*** Opening Raw data ***

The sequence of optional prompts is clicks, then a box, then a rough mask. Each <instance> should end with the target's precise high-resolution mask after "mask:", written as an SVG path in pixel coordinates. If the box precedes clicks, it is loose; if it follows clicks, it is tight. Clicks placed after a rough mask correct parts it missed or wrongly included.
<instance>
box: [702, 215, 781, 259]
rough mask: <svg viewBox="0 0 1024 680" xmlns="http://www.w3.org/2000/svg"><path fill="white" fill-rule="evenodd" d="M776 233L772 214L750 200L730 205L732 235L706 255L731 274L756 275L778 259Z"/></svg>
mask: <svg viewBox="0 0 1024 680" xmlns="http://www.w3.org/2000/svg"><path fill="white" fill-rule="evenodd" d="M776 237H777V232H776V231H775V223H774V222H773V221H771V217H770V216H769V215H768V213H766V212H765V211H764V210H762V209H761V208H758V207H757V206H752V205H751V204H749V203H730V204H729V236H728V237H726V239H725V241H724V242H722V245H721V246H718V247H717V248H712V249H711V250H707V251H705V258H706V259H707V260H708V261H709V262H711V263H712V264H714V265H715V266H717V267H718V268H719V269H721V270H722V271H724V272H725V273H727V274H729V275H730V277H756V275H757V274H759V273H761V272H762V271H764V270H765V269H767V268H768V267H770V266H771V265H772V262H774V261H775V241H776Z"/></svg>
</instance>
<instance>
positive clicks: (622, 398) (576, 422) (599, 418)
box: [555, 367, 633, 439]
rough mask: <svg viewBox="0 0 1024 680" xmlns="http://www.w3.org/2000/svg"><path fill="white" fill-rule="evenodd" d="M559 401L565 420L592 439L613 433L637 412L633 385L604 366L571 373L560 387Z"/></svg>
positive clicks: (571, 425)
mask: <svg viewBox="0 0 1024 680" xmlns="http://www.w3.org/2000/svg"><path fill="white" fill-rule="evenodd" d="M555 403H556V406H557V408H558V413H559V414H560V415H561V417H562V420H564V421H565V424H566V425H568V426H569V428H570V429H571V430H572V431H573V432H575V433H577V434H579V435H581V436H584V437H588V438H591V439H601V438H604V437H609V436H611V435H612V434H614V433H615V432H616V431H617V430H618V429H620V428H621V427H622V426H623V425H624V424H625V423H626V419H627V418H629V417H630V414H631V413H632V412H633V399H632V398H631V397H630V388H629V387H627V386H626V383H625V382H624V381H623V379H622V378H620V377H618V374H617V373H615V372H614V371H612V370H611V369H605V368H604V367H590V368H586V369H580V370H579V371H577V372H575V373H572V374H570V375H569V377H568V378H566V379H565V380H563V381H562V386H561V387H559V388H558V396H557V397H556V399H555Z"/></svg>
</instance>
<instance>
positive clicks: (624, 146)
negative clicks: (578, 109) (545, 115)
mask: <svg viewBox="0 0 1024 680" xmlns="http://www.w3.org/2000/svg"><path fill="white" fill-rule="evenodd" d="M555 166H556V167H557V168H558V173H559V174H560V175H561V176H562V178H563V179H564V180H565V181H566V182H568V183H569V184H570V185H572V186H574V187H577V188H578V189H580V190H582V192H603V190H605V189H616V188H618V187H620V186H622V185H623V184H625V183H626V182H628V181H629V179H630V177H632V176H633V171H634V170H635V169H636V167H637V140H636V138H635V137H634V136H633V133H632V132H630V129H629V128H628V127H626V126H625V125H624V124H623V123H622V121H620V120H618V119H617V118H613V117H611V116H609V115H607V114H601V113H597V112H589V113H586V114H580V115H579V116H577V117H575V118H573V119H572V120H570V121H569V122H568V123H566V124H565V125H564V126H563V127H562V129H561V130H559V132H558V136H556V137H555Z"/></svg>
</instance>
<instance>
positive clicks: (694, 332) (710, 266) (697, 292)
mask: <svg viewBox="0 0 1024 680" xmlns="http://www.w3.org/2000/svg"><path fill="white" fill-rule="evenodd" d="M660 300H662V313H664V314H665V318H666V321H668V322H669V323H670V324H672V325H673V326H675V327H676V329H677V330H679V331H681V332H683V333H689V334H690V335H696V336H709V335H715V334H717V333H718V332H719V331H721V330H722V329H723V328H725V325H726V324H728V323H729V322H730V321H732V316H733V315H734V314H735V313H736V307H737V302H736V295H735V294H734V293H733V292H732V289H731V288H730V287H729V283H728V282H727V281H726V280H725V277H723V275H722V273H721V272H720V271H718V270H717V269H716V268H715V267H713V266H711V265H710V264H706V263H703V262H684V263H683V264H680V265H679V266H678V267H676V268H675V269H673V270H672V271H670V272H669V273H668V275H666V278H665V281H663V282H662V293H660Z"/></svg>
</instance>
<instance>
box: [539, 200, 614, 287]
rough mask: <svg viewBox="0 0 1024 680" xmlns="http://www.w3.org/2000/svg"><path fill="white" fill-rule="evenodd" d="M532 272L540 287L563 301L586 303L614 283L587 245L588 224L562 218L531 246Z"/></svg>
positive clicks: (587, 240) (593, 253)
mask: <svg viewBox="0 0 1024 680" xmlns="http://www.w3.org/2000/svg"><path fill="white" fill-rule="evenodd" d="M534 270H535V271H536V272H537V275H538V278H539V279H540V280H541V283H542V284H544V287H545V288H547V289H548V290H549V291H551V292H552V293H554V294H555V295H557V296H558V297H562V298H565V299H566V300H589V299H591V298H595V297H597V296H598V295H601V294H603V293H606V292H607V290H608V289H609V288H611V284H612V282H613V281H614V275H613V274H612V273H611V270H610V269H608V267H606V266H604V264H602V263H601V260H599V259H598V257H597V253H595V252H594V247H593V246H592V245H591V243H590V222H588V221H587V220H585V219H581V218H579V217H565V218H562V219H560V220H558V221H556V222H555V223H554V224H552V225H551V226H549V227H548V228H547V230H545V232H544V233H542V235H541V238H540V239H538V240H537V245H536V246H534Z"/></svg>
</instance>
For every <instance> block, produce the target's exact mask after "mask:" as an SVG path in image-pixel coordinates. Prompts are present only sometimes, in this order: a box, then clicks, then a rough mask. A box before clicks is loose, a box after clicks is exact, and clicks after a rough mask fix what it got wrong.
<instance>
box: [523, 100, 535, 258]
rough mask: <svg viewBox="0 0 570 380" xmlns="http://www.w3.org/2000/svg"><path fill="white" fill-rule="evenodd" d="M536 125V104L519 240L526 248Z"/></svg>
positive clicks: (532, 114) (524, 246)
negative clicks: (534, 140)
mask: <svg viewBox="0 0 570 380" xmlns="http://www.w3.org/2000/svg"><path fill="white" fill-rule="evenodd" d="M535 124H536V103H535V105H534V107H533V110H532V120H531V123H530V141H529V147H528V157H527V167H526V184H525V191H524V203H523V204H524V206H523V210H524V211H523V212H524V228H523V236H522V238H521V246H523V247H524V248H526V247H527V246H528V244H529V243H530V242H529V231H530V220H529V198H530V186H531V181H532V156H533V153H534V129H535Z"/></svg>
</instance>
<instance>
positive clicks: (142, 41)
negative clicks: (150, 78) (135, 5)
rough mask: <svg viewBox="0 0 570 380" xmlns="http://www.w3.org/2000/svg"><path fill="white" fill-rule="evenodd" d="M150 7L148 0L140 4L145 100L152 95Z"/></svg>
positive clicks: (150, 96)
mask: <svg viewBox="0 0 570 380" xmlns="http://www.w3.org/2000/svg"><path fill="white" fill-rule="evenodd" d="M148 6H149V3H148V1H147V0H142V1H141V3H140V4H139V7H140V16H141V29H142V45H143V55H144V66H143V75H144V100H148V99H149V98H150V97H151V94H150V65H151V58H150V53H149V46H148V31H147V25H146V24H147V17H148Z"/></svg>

*** Closing Raw data ***

## Task instructions
Format the lines above as a numbered list, leaving out any blank lines.

## Written response
1. The sequence of optional prompts is clicks, then a box, then a rough mask. Each <instance> should end with the target's precise high-resolution mask after "mask:", written as an SVG path in pixel coordinates. If the box precedes clicks, it is loose; if it follows clicks, it is tight. Clicks placed after a rough mask correct parts it missed or wrongly included.
2. <instance>
3. box: [702, 215, 781, 259]
4. rough mask: <svg viewBox="0 0 1024 680" xmlns="http://www.w3.org/2000/svg"><path fill="white" fill-rule="evenodd" d="M776 233L772 214L750 200L730 205L732 235L706 255L731 274L756 275L778 259Z"/></svg>
5. mask: <svg viewBox="0 0 1024 680" xmlns="http://www.w3.org/2000/svg"><path fill="white" fill-rule="evenodd" d="M776 237H777V232H776V231H775V223H774V222H773V221H771V217H770V216H769V215H768V213H766V212H765V211H764V210H762V209H761V208H758V207H757V206H752V205H751V204H749V203H730V204H729V236H728V237H726V239H725V241H724V242H722V245H721V246H718V247H717V248H712V249H711V250H707V251H705V258H706V259H707V260H708V261H709V262H711V263H712V264H714V265H715V266H717V267H718V268H719V269H721V270H722V271H724V272H725V273H727V274H729V275H730V277H756V275H757V274H759V273H761V272H762V271H764V270H765V269H767V268H768V267H770V266H771V265H772V262H774V261H775V241H776Z"/></svg>
6. </instance>
7. <instance>
8. positive clicks: (622, 398) (576, 422) (599, 418)
9. box: [555, 367, 633, 439]
10. rough mask: <svg viewBox="0 0 1024 680" xmlns="http://www.w3.org/2000/svg"><path fill="white" fill-rule="evenodd" d="M559 401L565 420L592 439L613 433L637 412L633 385L604 366L571 373L560 387Z"/></svg>
11. positive clicks: (571, 425)
12. mask: <svg viewBox="0 0 1024 680" xmlns="http://www.w3.org/2000/svg"><path fill="white" fill-rule="evenodd" d="M555 403H556V406H557V408H558V413H559V414H560V415H561V417H562V420H564V421H565V424H566V425H568V426H569V428H570V429H571V430H572V431H573V432H575V433H577V434H579V435H581V436H584V437H588V438H591V439H601V438H604V437H609V436H611V435H612V434H614V433H615V432H616V431H617V430H618V429H620V428H621V427H622V426H623V425H624V424H625V423H626V419H627V418H629V417H630V414H631V413H632V412H633V399H632V398H631V397H630V388H629V387H627V386H626V383H625V382H624V381H623V379H622V378H620V377H618V374H617V373H615V372H614V371H612V370H611V369H605V368H604V367H590V368H586V369H580V370H579V371H577V372H575V373H572V374H570V375H569V377H568V378H566V379H565V380H563V381H562V386H561V387H559V388H558V396H557V397H556V399H555Z"/></svg>
13. </instance>
14. <instance>
15. positive clicks: (624, 146)
16. negative clicks: (578, 109) (545, 115)
17. mask: <svg viewBox="0 0 1024 680" xmlns="http://www.w3.org/2000/svg"><path fill="white" fill-rule="evenodd" d="M555 166H556V167H557V168H558V173H559V174H560V175H561V176H562V178H563V179H564V180H565V181H566V182H568V183H569V184H570V185H572V186H574V187H577V188H578V189H580V190H582V192H603V190H605V189H616V188H618V187H620V186H622V185H623V184H625V183H626V182H628V181H629V179H630V177H632V176H633V171H634V170H635V169H636V167H637V140H636V138H635V137H634V136H633V133H632V132H630V129H629V128H628V127H626V126H625V125H624V124H623V123H622V121H620V120H618V119H617V118H613V117H611V116H609V115H607V114H601V113H597V112H589V113H586V114H580V115H579V116H577V117H575V118H573V119H572V120H570V121H569V122H568V123H566V124H565V125H564V126H563V127H562V129H561V130H559V132H558V136H556V137H555Z"/></svg>
18. </instance>
19. <instance>
20. positive clicks: (694, 332) (710, 266) (697, 292)
21. mask: <svg viewBox="0 0 1024 680" xmlns="http://www.w3.org/2000/svg"><path fill="white" fill-rule="evenodd" d="M660 300H662V313H664V314H665V318H666V321H668V322H669V323H670V324H672V325H673V326H675V327H676V329H677V330H679V331H681V332H683V333H689V334H690V335H696V336H709V335H715V334H717V333H718V332H719V331H721V330H722V329H723V328H725V325H726V324H728V323H729V322H730V321H732V316H733V315H734V314H735V313H736V307H737V302H736V295H735V294H734V293H733V292H732V289H731V288H730V287H729V283H728V282H727V281H726V280H725V277H723V275H722V273H721V272H720V271H718V270H717V269H716V268H715V267H713V266H711V265H710V264H706V263H703V262H684V263H683V264H680V265H679V266H678V267H676V268H675V269H673V270H672V271H670V272H669V273H668V275H666V278H665V281H663V282H662V293H660Z"/></svg>
22. </instance>
23. <instance>
24. box: [539, 200, 614, 287]
25. rough mask: <svg viewBox="0 0 1024 680" xmlns="http://www.w3.org/2000/svg"><path fill="white" fill-rule="evenodd" d="M532 272L540 287L563 301L586 303L614 283L587 245L588 224L562 218L531 246Z"/></svg>
26. positive clicks: (587, 240) (593, 253)
27. mask: <svg viewBox="0 0 1024 680" xmlns="http://www.w3.org/2000/svg"><path fill="white" fill-rule="evenodd" d="M534 270H535V271H536V272H537V275H538V278H539V279H540V280H541V283H542V284H544V287H545V288H547V289H548V290H549V291H551V292H552V293H554V294H555V295H557V296H558V297H562V298H565V299H566V300H589V299H591V298H595V297H597V296H598V295H601V294H603V293H606V292H607V290H608V289H609V288H611V284H612V282H613V281H614V275H613V274H612V273H611V270H610V269H608V267H606V266H604V264H602V263H601V260H599V259H598V257H597V253H595V252H594V247H593V246H592V245H591V243H590V222H588V221H587V220H585V219H581V218H579V217H565V218H562V219H560V220H558V221H556V222H555V223H554V224H552V225H551V226H549V227H548V228H547V230H545V232H544V233H542V235H541V238H540V239H538V240H537V245H536V246H534Z"/></svg>
28. </instance>
29. For every <instance> block, produce the target's exact mask after "mask:" as an SVG path in image-pixel coordinates. Prompts are present only sometimes, in this order: a box, then clicks, then a rough mask. A box before clicks is loose, a box after clicks is exact, and clicks after a rough mask fix what it got wrong.
30. <instance>
31. box: [523, 100, 535, 258]
32. rough mask: <svg viewBox="0 0 570 380" xmlns="http://www.w3.org/2000/svg"><path fill="white" fill-rule="evenodd" d="M536 125V104L519 240L526 248Z"/></svg>
33. positive clicks: (532, 114) (524, 246)
34. negative clicks: (534, 140)
35. mask: <svg viewBox="0 0 570 380" xmlns="http://www.w3.org/2000/svg"><path fill="white" fill-rule="evenodd" d="M535 124H536V103H535V105H534V107H533V110H532V120H531V123H530V141H529V147H528V157H527V167H526V184H525V191H524V203H523V204H524V206H523V210H524V211H523V212H524V228H523V236H522V238H521V246H523V247H524V248H526V247H527V246H528V244H529V243H530V242H529V231H530V220H529V198H530V186H531V181H532V156H533V153H534V129H535Z"/></svg>
36. </instance>
37. <instance>
38. positive clicks: (142, 41)
39. negative clicks: (150, 78) (135, 5)
40. rough mask: <svg viewBox="0 0 570 380" xmlns="http://www.w3.org/2000/svg"><path fill="white" fill-rule="evenodd" d="M150 7L148 0L140 4L145 100L152 95Z"/></svg>
41. positive clicks: (150, 96)
42. mask: <svg viewBox="0 0 570 380" xmlns="http://www.w3.org/2000/svg"><path fill="white" fill-rule="evenodd" d="M148 6H149V3H148V1H147V0H142V1H141V3H140V4H139V7H140V16H141V29H142V45H143V55H144V66H143V75H144V100H148V99H149V98H150V97H151V94H150V65H151V58H150V53H149V46H148V31H147V25H146V24H147V17H148Z"/></svg>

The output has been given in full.